▶ KUTIPAN YANG DIBERIKAN
'''
Parliament Responsive Forum (PAMOR) dalam hal ini diwakili oleh Dayanto, S.H., M.H. dan Muhammad Alfa Sikar yang memberikan kuasa kepada Husen Bafaddal, S.H., M.H., dkk, Advokat dan Konsultan Hukum pada Kantor Husen Bafaddal & Partners
Pasal 143 ayat (2) dan ayat (3) UU Pilkada
Pasal 18 ayat (4) dan Pasal 28D ayat (1) UUD NRI Tahun 1945
Perwakilan DPR RI dihadiri oleh Pejabat dan Pegawai di Pusat Pemantauan Pelaksanaan Undang-Undang Sekretariat Jenderal & Badan Keahlian DPR RI.
Bahwa terhadap permohonan pengujian pasal a quo, Mahkamah Konstitusi memberikan pertimbangan hukum sebagai berikut:
[3.5] Menimbang bahwa berdasarkan uraian ketentuan Pasal 51 ayat (1) UU MK dan syarat-syarat kerugian hak dan/atau kewenangan konstitusional sebagaimana diuraikan di atas, selanjutnya Mahkamah akan mempertimbangkan kedudukan hukum Pemohon sebagai berikut:
1. Bahwa Pemohon memohonkan pengujian konstitusionalitas kata “hari” dalam Pasal 143 ayat (2); kata “temuan” dalam Pasal 143 ayat (2) dan ayat (3); serta Pasal 143 ayat (3) UU Pemilihan Gubernur, Bupati, dan Walikota, yang rumusan masing-masing ayat selengkapnya sebagai berikut:
Pasal 143 ayat (2)
'''
▶ TANTANGAN
(1) Dalam kutipan di atas, kepada siapa Dayanto dan Muhammad Alfa Sikar, yang mewakili PAMOR, memberikan kuasa?
(2) Tuliskan ulang bagian kutipan di atas mulai dari "Parliament Responsive Forum" sampai dengan "Keahlian DPR RI.", persis seperti dalam teks.

▶ BAHAN YANG DIBERIKAN
'''
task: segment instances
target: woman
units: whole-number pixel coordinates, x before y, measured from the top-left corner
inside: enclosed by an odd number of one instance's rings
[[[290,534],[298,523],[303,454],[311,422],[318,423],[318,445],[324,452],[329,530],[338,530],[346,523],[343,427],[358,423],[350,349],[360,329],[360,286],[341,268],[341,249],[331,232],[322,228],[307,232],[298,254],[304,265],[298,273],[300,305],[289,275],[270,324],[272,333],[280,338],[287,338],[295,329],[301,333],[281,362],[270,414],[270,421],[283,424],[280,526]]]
'''
▶ JAWABAN
(1) Kepada Husen Bafaddal, S.H., M.H., dkk, Advokat dan Konsultan Hukum pada Kantor Husen Bafaddal & Partners.

(2)
Parliament Responsive Forum (PAMOR) dalam hal ini diwakili oleh Dayanto, S.H., M.H. dan Muhammad Alfa Sikar yang memberikan kuasa kepada Husen Bafaddal, S.H., M.H., dkk, Advokat dan Konsultan Hukum pada Kantor Husen Bafaddal & Partners
Pasal 143 ayat (2) dan ayat (3) UU Pilkada
Pasal 18 ayat (4) dan Pasal 28D ayat (1) UUD NRI Tahun 1945
Perwakilan DPR RI dihadiri oleh Pejabat dan Pegawai di Pusat Pemantauan Pelaksanaan Undang-Undang Sekretariat Jenderal & Badan Keahlian DPR RI.